[Data supplied]
::::

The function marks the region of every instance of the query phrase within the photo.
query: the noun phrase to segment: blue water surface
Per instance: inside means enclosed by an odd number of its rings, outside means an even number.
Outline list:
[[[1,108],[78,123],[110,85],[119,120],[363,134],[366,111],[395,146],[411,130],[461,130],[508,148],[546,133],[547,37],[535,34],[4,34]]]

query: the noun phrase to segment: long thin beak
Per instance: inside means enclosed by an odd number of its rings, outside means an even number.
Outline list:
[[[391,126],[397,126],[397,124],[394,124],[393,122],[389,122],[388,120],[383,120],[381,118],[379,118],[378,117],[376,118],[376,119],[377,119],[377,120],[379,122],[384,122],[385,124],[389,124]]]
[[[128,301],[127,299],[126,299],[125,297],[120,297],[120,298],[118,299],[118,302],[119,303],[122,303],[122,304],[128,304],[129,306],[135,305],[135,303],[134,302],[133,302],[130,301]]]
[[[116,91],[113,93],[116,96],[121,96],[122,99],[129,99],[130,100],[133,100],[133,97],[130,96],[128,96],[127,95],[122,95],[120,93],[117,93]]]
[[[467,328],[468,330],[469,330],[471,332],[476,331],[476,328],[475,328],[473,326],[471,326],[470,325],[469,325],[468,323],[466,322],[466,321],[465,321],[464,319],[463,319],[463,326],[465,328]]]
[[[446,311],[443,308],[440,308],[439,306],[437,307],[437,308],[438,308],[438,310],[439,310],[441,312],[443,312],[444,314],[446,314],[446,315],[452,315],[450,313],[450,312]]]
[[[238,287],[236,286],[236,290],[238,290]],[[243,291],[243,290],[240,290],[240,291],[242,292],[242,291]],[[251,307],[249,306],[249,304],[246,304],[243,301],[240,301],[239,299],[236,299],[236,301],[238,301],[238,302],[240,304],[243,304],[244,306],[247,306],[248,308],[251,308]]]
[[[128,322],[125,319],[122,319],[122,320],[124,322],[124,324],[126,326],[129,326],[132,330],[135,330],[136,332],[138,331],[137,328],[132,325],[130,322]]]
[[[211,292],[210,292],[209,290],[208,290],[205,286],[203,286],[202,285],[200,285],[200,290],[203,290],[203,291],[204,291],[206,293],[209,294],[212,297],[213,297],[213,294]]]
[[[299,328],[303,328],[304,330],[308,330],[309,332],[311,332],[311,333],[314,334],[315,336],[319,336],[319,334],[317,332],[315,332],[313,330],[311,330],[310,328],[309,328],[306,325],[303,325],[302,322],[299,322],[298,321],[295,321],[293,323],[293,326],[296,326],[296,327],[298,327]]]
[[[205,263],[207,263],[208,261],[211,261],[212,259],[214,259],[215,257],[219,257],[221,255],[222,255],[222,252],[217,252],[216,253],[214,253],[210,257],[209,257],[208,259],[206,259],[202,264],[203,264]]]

::::

[What to produce] Copy every record above exactly as it appears.

[Problem solution]
The function marks the region of every instance of the query phrase within the photo.
query: the noun phrase to segment: blue water surface
Per instance: inside means enclosed by an odd number of its rings, outside means an even number.
Outline list:
[[[1,108],[78,123],[110,85],[119,120],[363,134],[366,111],[395,146],[411,130],[461,130],[508,148],[546,133],[547,37],[535,34],[4,34]]]

query: the noun phrase to segment: long thin beak
Per instance: inside means enclosed by an odd number of its rings, outside means an even number.
Outline list:
[[[391,126],[397,126],[397,124],[394,124],[393,122],[389,122],[388,120],[383,120],[381,118],[379,118],[378,117],[376,118],[376,119],[377,119],[377,120],[379,122],[384,122],[385,124],[389,124]]]
[[[128,301],[127,299],[126,299],[125,297],[120,297],[120,298],[118,299],[118,302],[119,303],[122,303],[122,304],[128,304],[129,306],[135,305],[135,303],[134,302],[133,302],[130,301]]]
[[[116,91],[113,93],[116,96],[121,96],[122,99],[129,99],[130,100],[133,100],[133,97],[130,96],[128,96],[127,95],[122,95],[120,93],[117,93]]]
[[[467,328],[468,330],[469,330],[471,332],[476,331],[476,328],[475,328],[473,326],[471,326],[470,325],[469,325],[468,323],[466,322],[466,321],[465,321],[464,319],[463,319],[463,326],[465,328]]]
[[[446,311],[443,308],[440,308],[439,306],[437,307],[437,308],[438,308],[438,310],[439,310],[441,312],[443,312],[444,314],[446,314],[446,315],[452,315],[450,313],[450,312]]]
[[[238,287],[236,286],[236,290],[238,290]],[[243,291],[243,290],[240,290],[240,291],[242,292],[242,291]],[[251,307],[249,306],[249,304],[246,304],[243,301],[240,301],[239,299],[236,299],[236,301],[238,301],[238,302],[240,304],[243,304],[244,306],[247,306],[248,308],[251,308]]]
[[[128,322],[125,319],[122,319],[122,320],[124,322],[124,324],[126,326],[129,326],[132,330],[135,330],[136,332],[138,331],[137,328],[132,325],[130,322]]]
[[[211,292],[210,292],[209,290],[208,290],[205,286],[203,286],[202,285],[200,285],[200,290],[203,290],[203,291],[204,291],[206,293],[209,294],[212,297],[213,297],[213,294]]]
[[[299,328],[303,328],[304,330],[308,330],[309,332],[311,332],[311,333],[314,334],[315,336],[319,336],[319,334],[317,332],[315,332],[313,330],[311,330],[310,328],[309,328],[306,325],[303,325],[302,322],[299,322],[298,321],[295,321],[293,323],[293,326],[296,326],[296,327],[298,327]]]
[[[205,263],[207,263],[208,261],[211,261],[212,259],[214,259],[215,257],[219,257],[221,255],[222,255],[222,252],[217,252],[216,253],[214,253],[210,257],[209,257],[208,259],[206,259],[202,264],[203,264]]]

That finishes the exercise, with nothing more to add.